> EXERCISE DIRECTIONS: When you reach the line containing "Each instance receives one keypoint. Mark the bar" in the entries below, start writing out each line exactly, and stop after the line containing "Each instance receives one keypoint. Mark the granite".

(Dataset items)
******

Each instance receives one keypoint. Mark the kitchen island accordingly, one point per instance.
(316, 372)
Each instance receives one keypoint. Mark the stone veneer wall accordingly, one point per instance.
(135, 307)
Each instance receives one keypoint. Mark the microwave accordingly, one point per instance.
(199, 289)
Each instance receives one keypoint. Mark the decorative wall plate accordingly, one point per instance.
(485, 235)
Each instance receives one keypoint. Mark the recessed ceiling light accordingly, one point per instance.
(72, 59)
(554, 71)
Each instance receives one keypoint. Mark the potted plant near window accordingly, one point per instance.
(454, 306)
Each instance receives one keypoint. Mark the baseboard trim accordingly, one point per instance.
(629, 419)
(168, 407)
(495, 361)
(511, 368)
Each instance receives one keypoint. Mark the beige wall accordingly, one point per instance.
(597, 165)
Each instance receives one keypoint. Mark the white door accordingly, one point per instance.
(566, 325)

******

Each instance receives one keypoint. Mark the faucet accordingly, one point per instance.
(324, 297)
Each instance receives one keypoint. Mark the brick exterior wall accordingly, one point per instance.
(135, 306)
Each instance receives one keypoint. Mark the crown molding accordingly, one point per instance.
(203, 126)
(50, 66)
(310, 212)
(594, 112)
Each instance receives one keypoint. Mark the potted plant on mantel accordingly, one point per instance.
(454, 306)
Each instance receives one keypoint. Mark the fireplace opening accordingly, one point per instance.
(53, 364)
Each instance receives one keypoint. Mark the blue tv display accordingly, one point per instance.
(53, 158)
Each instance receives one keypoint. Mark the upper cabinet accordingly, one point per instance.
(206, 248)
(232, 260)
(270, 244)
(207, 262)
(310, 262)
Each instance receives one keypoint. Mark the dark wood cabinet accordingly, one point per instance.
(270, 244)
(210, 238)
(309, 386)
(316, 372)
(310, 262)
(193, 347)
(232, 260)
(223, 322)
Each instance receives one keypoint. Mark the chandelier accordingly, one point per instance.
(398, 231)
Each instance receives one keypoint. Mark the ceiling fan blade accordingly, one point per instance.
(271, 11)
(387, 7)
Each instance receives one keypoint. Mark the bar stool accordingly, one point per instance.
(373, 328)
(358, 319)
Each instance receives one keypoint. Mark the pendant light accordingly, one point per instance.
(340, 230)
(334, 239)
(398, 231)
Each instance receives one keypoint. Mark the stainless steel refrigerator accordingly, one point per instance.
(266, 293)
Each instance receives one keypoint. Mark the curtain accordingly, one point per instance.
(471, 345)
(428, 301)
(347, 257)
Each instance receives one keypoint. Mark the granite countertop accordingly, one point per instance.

******

> SOLUTION TO THE PROBLEM:
Each instance receives one keypoint. Mark the bar stool accordingly, one point per instance.
(373, 328)
(358, 319)
Each instance receives one keypoint. Mark the pendant light accordingly, one point per instance.
(340, 230)
(334, 239)
(398, 231)
Each instance receives one keypoint. Mark the stainless steel refrigerator accordingly, one point per instance.
(266, 293)
Each instance receives one keypoint. Mark the curtain accordingly, one point per instance.
(471, 345)
(428, 301)
(347, 257)
Each instance receives one keypoint. Mark the granite countertop accordingly, one point per instance.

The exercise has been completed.